Yesterday's (Hacker) News

Posted 29 January 2024 – permalink

I like to keep up to date with what’s trending on Hacker News, but not too up to date. What I really want is a digest of what my fellow travellers have been talking about and sharing lately. Kind of like what Nuzzle was meant to be.

To scratch my own itch, I wrote this little Python script that pulls yesterday’s top 30 articles from Hacker News and gives them to me in ~~an RSS feed~~ a JSON feed. I run it on my hobby server in the wee hours of every morning and the digest is there waiting for my when I get up.

COLLECTED DATA —
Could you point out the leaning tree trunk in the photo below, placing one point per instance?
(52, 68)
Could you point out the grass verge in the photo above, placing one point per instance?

REQUEST — Return the passage from the post about the Hacker News digest verbatim, beginning at the words "Yesterday's (Hacker) News" and stopping after the words "when I get up.".

SOLUTION FOR THIS EXERCISE —
Yesterday's (Hacker) News

Posted 29 January 2024 – permalink

I like to keep up to date with what’s trending on Hacker News, but not too up to date. What I really want is a digest of what my fellow travellers have been talking about and sharing lately. Kind of like what Nuzzle was meant to be.

To scratch my own itch, I wrote this little Python script that pulls yesterday’s top 30 articles from Hacker News and gives them to me in ~~an RSS feed~~ a JSON feed. I run it on my hobby server in the wee hours of every morning and the digest is there waiting for my when I get up.